[Source passage]
In a recent paper, my fellow Max Planck Institute for Informatics researchers and I presented yodns, a tool that collects extensive DNS data from all zones and nameservers that are potentially involved in the resolution of a name at scale. We have used this to collect data from 812M domain names and assess how certain optimizations affect data completeness and measurement results.

In this post, I want to highlight the challenges we faced during DNS data collection and discuss some of the tradeoff decisions that DNS measurement practitioners regularly have to make. Finally, we’ll also examine some instances where our collected data has proven to be useful.

Background

DNS is organized into a hierarchy of zones, with different nameservers (NSs) being responsible for different zones. To resolve a name, resolvers need to find a path through this hierarchy by sending a sequence of queries to different nameservers. However, because every zone must have multiple nameservers (RFC 1034) (that, again, can have multiple IP addresses), there is no single way to resolve a name.

In a perfect world, all of these potential resolutions would lead us to the same (or at least ‘correct’) result. But in reality, this is surprisingly often not the case, for example, when the nameservers of a zone are out-of-sync with one another or with their parent zone’s servers (delegation inconsistency). Intentional uses exist, for example, for A/AAAA records, where perceived inconsistency can be caused by load balancing mechanisms.

Many misconfigurations can cause problems, even if they only appear on a single resolution path. A single, misbehaving name server may leak private keys in TXT records, send clients off to stale or malicious IPs, or even make zones susceptible to hijacking attacks. Moreover, when not all resolution paths are affected, these issues may appear only for subsets of clients, making them hard to find and fix. But how prevalent are such issues? In order to find an answer, we need to collect extensive data, covering all potentially involved nameservers and zones.

Collecting all resolutions— how hard can it be?

The minimal case: Five queries

Let’s use an example to show how the complexity of the DNS protocol affects the number of queries needed to capture all potential resolutions of a name. For starters, we’ll try to resolve the A record of example.com. (the actual domain). This can be achieved with just five queries:

1. NS    com.              @a.root-servers.net.
2. NS    example.com       @a.gtld-servers.net.
3. NS    net.              @a.root-servers.net.
4. NS    iana-servers.net. @a.gtld-servers.net.
5. A     example.com       @a.iana-servers.net.

First, we ask a root server (in this case, a-root) for a referral to the .com zone.
Conveniently, it will not only tell us that a.gtld-servers.com is authoritative for com, but also include its IP address(es) in the response in the so-called glue records.

[Available data]

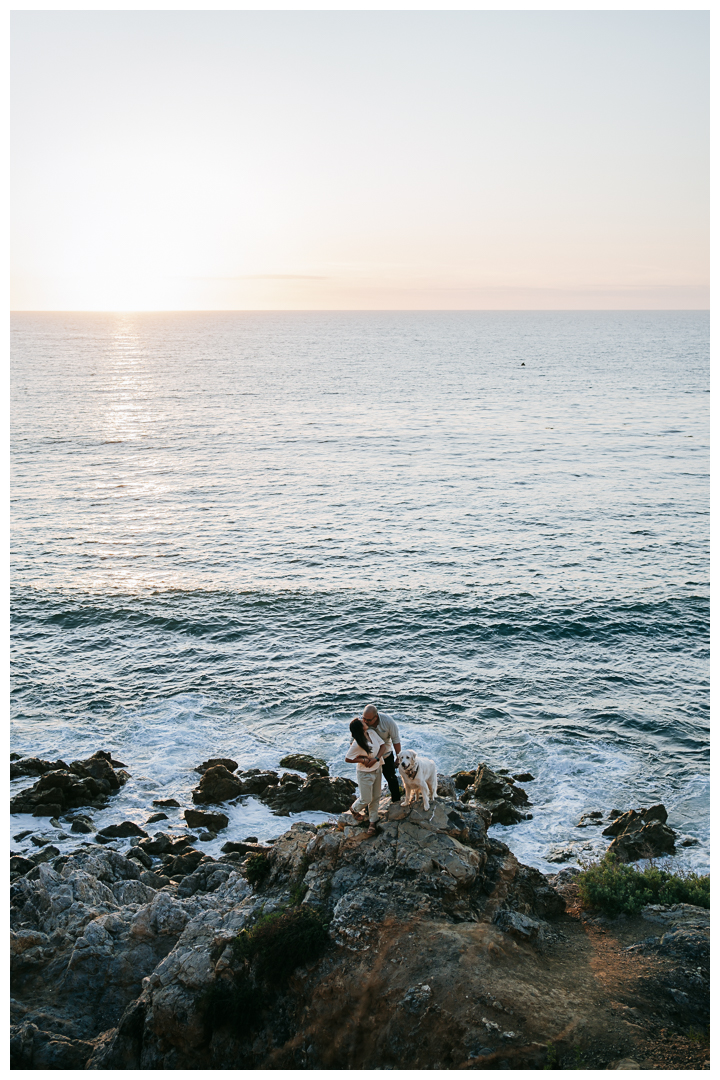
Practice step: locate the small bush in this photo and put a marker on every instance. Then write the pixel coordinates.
(258, 866)
(614, 887)
(282, 941)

[Goal A]
According to the passage on DNS data collection, from how many domain names did the researchers collect data using yodns?
[Goal B]
Carry on the passage on DNS data collection from its last sentence.
The data can be set aside; it is not needed here.

[Exercise response A]
They collected data from 812M domain names.

[Exercise response B]
Next, we ask for a referral to example.com, but this time the response will not contain glue, so we will have to resolve the IP of a.iana-servers.net ourselves. You may have noticed that we do not ask for the A record of a.iana-servers.net. That is not needed here, as we can take it from the glue in the fourth response.

Of course, the number of queries used by an actual resolver may be larger and will depend on various factors, including the software, the settings, and which name server the software decides to use.

All cases: At least 1,988 queries?

Figure 1 — DNS dependencies for example.com, including all zones (round) and NSs (square) potentially involved during resolution. The zones and NSs involved in our minimal five-query example are highlighted in red.
Figure 1 — DNS dependencies for example.com, including all zones (round) and NSs (square) potentially involved during resolution. The zones and NSs involved in our minimal five-query example are highlighted in red.

Now, we have seen the minimal resolution for example.com. But for our study, we wanted to have all possible resolutions.  Figure 1 shows what happens if we visualize all nameservers and zones that can potentially be involved in the resolution of example.com.  We see that the space of possible resolutions is an order of magnitude larger than the minimal resolution (red). In order to obtain a complete, or rather, a more complete, picture, we need to resolve this entire graph. But how many queries would that take?

We can calculate the minimum number of queries for the full resolution of example.com as follows:

  1. For all zones, ask all authoritative NSs for the zones’ NS records.
  2. For all zones, ask all of their parents’ authoritative NSs for referrals to the zone.
  3. For all NS names, ask all NS authoritative for them for the A/AAAA records.

For example, the zone icann-servers.net has four authoritative NSs with eight IP addresses in total. Thus, we need to ask for NS icann-servers.net eight times. We need to ask for a referral to icann-servers.net at all 26 nameserver addresses of the net-zone. Finally, there are three NS names in the zone, namely {a,b,c}.icann-servers.net. Asking the four authoritative NSs (eight IP addresses) for six records (3xA and 3xAAAA) requires 48 queries. Summing the queries like this for each zone from Figure 1 leaves us with 1,988 queries, almost 400 times more than the minimal resolution we have seen before.

But wait, there’s more…

Unfortunately, it does not stop there. DNS has many parameters, and for a truly exhaustive study, we’d need to explore them all, resulting in a combinatorial explosion of the query volume. Because such a measurement is neither feasible nor ethical, we have to employ optimizations. Let’s quickly outline the most important parameters and how we handled them in our measurement.

IP version

With the increase of IPv6 deployment, the number of IPv6-related resource records in DNS has increased, and IPv6-only resolution is feasible for many domains. Our measurement is full dual-stack, in order to reason about IPv4-only, IPv6-only, as well as dual-stack resolution.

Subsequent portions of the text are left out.